Extract provided
^^^^^^^^^^^^^^^^
VOA/BELETWEYNE: At least 15 people were killed and more than 50 injured in three bombings Saturday in the central Hirshabelle state of Somalia, according to officials.
In Bulobarde town, some 220 kilometers north of Mogadishu, a suicide car bomb has killed at least 11 people, witnesses and medical officials said.
A suicide bomber driving an SUV vehicle laden with explosives came under fire from security forces before reaching his goal, but detonated explosives near a police station and the base of the African Union peacekeepers from Djibouti, multiple witnesses told Voice of America.
“At least 11 people were killed in the blast and more than 50 injured — 30 of them in critical condition,” Yusuf Isaq Mumin, a medical official in the town, told VOA. “We are now sending those critically injured to Mogadishu since the local hospital does not have the capacity to handle their cases here.”
Attack in Jalalaqsi
Meanwhile, a powerful car bomb exploded near a Somali military checkpoint in Jalalaqsi town, some 160 kilometers north of Mogadishu, when soldiers operating the checkpoint intercepted an explosives-laden vehicle. Another one went off almost simultaneously nearby when security officials shot the driver of the vehicle.
“A vehicle driven by a suicide bomber detonated near the checkpoint. Another suicide bomber detonated a vehicle at a location close to a school. I saw the dead bodies of at least four people with my eyes, but the number could be higher,” Mire Hussein Siyad, former deputy district commissioner of Jalalaqsi, told VOA.
According to witnesses, the checkpoint is near local government buildings and a military base belonging to African Union peacekeepers from Djibouti.
Both the towns of Jalalaqsi and Bulobarde are important trading and farming towns located along the banks of the Shabelle River, and they also are the second- and third-biggest towns in Hiran province.
Towns focal point of campaign
The towns have been under al-Shabab isolation for more than 10 years and recently have been the focal point of efforts to mobilize the local population against al-Shabab amid an ongoing Somali military campaign to defeat militants who followed Somali President Hassan Sheikh Mohamud’s declaration of a “total war” against the al-Qaida-linked militants shortly after being elected last year.
Al-Shabab has threatened violence against clans mobilizing against them in the past.
In October of last year, similar terrorist attacks that targeted bridges in those towns killed at least 21 people.
^^^^^^^^^^^^^^^^
Dataset
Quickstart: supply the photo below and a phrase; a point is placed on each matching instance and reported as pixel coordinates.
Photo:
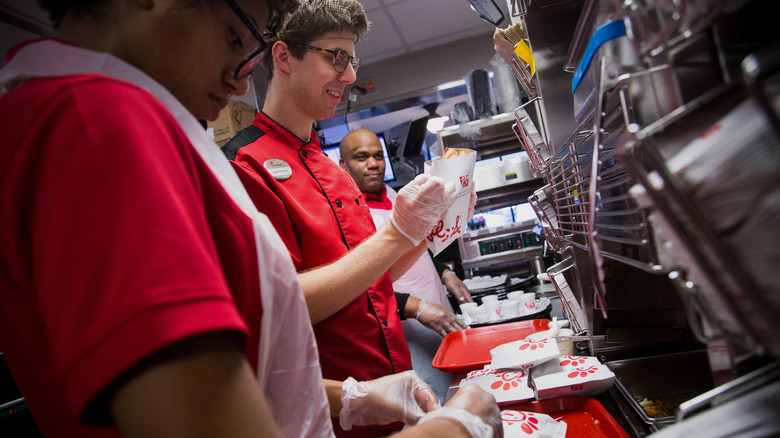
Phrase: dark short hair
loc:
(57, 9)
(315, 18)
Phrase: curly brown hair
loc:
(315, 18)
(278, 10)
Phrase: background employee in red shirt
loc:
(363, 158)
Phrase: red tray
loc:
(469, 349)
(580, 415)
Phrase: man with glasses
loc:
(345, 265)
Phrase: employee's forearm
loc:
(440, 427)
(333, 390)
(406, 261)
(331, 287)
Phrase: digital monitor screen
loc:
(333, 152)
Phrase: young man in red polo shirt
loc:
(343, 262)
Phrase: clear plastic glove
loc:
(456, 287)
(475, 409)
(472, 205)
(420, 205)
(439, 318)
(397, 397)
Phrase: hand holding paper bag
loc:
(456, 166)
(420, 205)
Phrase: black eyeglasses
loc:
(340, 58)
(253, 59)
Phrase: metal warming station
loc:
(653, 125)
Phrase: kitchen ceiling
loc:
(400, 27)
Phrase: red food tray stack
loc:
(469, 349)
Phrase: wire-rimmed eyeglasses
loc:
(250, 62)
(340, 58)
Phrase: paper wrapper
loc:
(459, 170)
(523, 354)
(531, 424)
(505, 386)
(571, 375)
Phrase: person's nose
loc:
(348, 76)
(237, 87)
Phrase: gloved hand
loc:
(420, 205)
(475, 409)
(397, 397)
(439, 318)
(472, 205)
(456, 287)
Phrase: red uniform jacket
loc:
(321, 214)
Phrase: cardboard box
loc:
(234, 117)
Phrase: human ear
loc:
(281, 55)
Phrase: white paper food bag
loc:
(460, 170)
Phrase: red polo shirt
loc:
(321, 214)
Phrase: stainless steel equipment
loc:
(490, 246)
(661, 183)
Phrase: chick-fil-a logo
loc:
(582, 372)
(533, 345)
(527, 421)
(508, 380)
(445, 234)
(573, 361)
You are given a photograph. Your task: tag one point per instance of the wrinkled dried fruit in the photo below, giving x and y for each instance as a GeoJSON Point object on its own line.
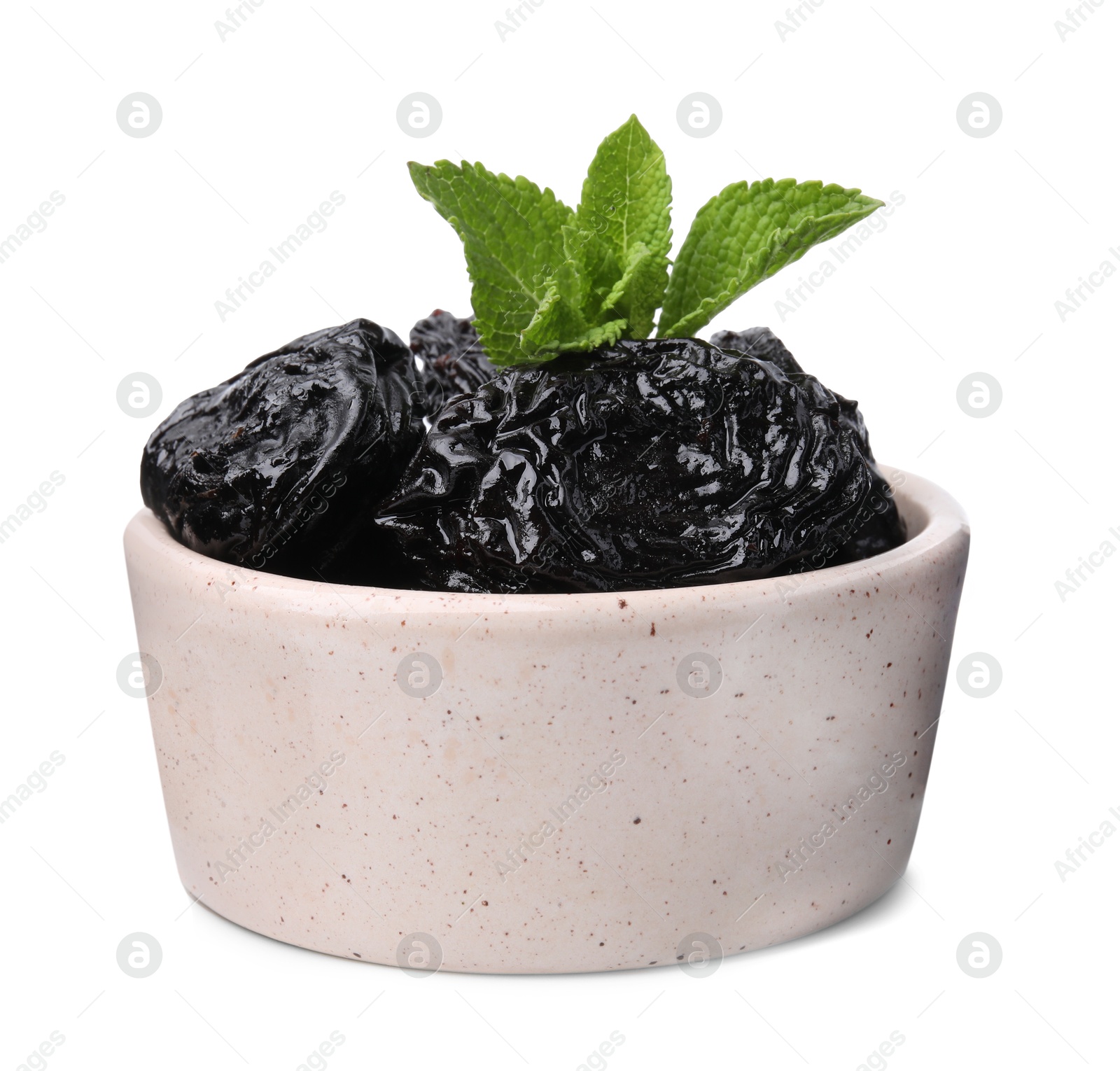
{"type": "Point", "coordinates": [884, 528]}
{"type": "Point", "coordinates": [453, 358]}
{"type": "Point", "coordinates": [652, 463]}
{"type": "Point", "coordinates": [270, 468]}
^^^^^^^^^^^^^^^^
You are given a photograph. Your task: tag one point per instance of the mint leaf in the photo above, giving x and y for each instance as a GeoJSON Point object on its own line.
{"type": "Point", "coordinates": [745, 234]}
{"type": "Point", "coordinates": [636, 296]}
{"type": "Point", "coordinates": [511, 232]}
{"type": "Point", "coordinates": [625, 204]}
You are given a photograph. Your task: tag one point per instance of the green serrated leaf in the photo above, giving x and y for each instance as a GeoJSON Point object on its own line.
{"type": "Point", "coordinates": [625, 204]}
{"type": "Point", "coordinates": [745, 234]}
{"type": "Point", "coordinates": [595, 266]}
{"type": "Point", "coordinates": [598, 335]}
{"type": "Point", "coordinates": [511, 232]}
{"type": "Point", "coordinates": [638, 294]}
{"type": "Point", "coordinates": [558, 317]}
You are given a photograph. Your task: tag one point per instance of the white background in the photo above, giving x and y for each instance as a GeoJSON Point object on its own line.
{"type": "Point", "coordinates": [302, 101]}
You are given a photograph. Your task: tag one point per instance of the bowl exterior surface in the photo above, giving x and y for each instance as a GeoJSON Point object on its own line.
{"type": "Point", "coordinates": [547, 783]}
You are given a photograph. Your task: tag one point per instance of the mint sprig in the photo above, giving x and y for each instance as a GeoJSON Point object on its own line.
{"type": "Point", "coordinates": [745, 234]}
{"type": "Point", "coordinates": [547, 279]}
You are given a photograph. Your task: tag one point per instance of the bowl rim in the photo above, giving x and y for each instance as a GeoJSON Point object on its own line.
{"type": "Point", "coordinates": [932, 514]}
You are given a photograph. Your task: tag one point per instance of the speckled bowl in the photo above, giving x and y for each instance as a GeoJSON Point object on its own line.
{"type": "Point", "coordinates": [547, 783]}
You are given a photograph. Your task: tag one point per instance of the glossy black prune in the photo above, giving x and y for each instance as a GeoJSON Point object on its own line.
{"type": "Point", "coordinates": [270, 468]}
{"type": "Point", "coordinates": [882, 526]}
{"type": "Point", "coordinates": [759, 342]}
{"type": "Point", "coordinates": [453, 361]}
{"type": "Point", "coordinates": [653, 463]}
^^^^^^^^^^^^^^^^
Write out the part of the Somalia bombings report that starts at "VOA/BELETWEYNE: At least" and ends after "Voice of America.". You won't need the records for anything here.

VOA/BELETWEYNE: At least 15 people were killed and more than 50 injured in three bombings Saturday in the central Hirshabelle state of Somalia, according to officials.
In Bulobarde town, some 220 kilometers north of Mogadishu, a suicide car bomb has killed at least 11 people, witnesses and medical officials said.
A suicide bomber driving an SUV vehicle laden with explosives came under fire from security forces before reaching his goal, but detonated explosives near a police station and the base of the African Union peacekeepers from Djibouti, multiple witnesses told Voice of America.